[start of Selected extract]

The purchaser is only authorized to exercise a right of retention insofar as his counterclaim is based on the same contractual relationship.

§ 6 Delivery time & shipping costs

  1. The commencement of the delivery period stated by us is subject to the timely and proper fulfillment of the purchaser’s obligations. We reserve the right to plead non-performance of the contract.
  2. If the customer is in default of acceptance or culpably violates other obligations to cooperate, we shall be entitled to demand compensation for the damage incurred by us in this respect, including any additional expenses. We reserve the right to assert further claims. If the above conditions are met, the risk of accidental loss or accidental deterioration of the purchased goods shall pass to the customer at the point in time at which the customer is in default of acceptance or debtor’s delay.
  3. Unless an expressly binding delivery date has been agreed, our delivery dates or delivery periods are exclusively non-binding information.
  4. Costs for packaging material and shipping are not part of the purchase price. If several products are ordered, they may be delivered together in one box.
  5. We mainly ship with UPS, DHL and Deutsche Post. The cost of shipping is calculated by the weight, the dimensions of the shipping cartons and the country of delivery.

§ 7 Transfer of risk during shipment

If the goods are shipped to the purchaser at the purchaser’s request, the risk of accidental loss or accidental deterioration of the goods shall pass to the purchaser upon dispatch to the purchaser, at the latest upon leaving the factory/warehouse. This shall apply irrespective of whether the goods are shipped from the place of performance or who bears the freight costs.

§ 8 Reservation of ownership

  1. We reserve ownership of the delivered item until full payment of all claims arising from the delivery contract. This shall also apply to all future deliveries, even if we do not always expressly refer to this. We shall be entitled to take back the object of sale if the customer acts in breach of contract.
  2. As long as the ownership has not yet passed to him, the purchaser is obliged to treat the object of sale with care. As long as ownership has not yet passed to him, the purchaser must inform us immediately in writing if the delivered item is seized or exposed to other interventions by third parties. Insofar as the third party is not in a position to reimburse us for the court and out-of-court costs of an action pursuant to § 771 ZPO (German Code of Civil Procedure), the purchaser shall be liable for the loss incurred by us.
  3. The purchaser is entitled to resell the reserved goods in the normal course of business. The purchaser hereby assigns to us the claims against the customer arising from the resale of the goods subject to retention of title in the amount of the final invoice amount agreed with us (including value added tax). This assignment shall apply irrespective of whether the purchased goods have been resold without or after processing. The customer shall remain authorized to collect the claim even after the assignment. Our authority to collect the claim ourselves shall remain unaffected. However, we shall not collect the claim as long as the customer meets his payment obligations from the proceeds collected, is not in default of payment and, in particular, no application for the opening of insolvency proceedings has been filed or payments have not been suspended.
  4. The processing or transformation of the object of sale by the customer shall always be carried out in our name and on our behalf. In this case, the purchaser’s expectant right to the object of sale shall continue in the transformed object. If the object of sale is processed with other objects not belonging to us, we shall acquire co-ownership of the new object in the ratio of the objective value of our object of sale to the other processed objects at the time of processing. The same shall apply in the event of mixing. If the mixing takes place in such a way that the item of the customer is to be regarded as the main item, it shall be deemed agreed that the customer transfers co-ownership to us on a pro rata basis and shall keep the sole ownership or co-ownership thus created for us. To secure our claims against the purchaser, the purchaser also assigns to us such claims against a third party as accrue to him through the combination of the reserved goods with a property; we accept this assignation already now.

[end of Selected extract]
[start of Listed entries]

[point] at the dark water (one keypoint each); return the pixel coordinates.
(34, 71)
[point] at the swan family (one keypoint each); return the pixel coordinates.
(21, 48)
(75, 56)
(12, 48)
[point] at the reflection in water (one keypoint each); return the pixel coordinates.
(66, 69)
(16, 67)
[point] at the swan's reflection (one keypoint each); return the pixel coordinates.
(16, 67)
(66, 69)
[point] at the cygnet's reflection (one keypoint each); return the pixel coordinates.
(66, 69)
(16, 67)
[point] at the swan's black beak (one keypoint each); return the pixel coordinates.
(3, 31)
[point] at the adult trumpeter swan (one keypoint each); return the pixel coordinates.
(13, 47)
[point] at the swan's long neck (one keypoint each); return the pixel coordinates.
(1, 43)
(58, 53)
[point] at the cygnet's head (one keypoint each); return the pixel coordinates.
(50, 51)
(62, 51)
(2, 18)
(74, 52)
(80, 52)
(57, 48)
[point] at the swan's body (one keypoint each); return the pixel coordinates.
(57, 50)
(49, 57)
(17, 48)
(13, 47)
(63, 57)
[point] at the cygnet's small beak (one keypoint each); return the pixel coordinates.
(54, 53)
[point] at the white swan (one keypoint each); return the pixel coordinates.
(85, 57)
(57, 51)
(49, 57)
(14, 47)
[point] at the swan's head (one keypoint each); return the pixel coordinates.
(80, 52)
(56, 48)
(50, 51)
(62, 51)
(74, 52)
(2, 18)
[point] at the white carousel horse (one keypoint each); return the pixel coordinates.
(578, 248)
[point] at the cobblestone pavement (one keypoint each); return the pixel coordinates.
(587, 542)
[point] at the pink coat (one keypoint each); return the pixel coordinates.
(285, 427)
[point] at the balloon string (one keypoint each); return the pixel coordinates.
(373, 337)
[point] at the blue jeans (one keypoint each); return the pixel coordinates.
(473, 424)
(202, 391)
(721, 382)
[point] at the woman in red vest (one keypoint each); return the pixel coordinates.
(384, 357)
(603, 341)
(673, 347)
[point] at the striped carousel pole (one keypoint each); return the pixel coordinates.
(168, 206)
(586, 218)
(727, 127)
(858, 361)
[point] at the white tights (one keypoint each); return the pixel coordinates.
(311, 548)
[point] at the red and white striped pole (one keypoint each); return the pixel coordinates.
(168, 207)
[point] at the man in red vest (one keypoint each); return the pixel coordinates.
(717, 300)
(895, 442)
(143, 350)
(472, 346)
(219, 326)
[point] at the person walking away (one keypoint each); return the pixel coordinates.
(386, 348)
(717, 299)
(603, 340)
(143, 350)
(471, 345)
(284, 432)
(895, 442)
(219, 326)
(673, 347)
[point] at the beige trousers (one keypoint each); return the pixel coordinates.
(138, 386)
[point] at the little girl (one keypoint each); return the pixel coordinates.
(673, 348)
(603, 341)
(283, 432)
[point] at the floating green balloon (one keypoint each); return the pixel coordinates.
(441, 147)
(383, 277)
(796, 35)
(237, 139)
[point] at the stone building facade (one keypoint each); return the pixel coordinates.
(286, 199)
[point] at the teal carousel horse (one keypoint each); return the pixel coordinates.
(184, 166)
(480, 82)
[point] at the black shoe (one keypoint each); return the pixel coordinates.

[end of Listed entries]

Rewrite the terms of sale from "4. Costs for" to "in one box.", changing "one box" to "a single parcel".

4. Costs for packaging material and shipping are not part of the purchase price. If several products are ordered, they may be delivered together in a single parcel.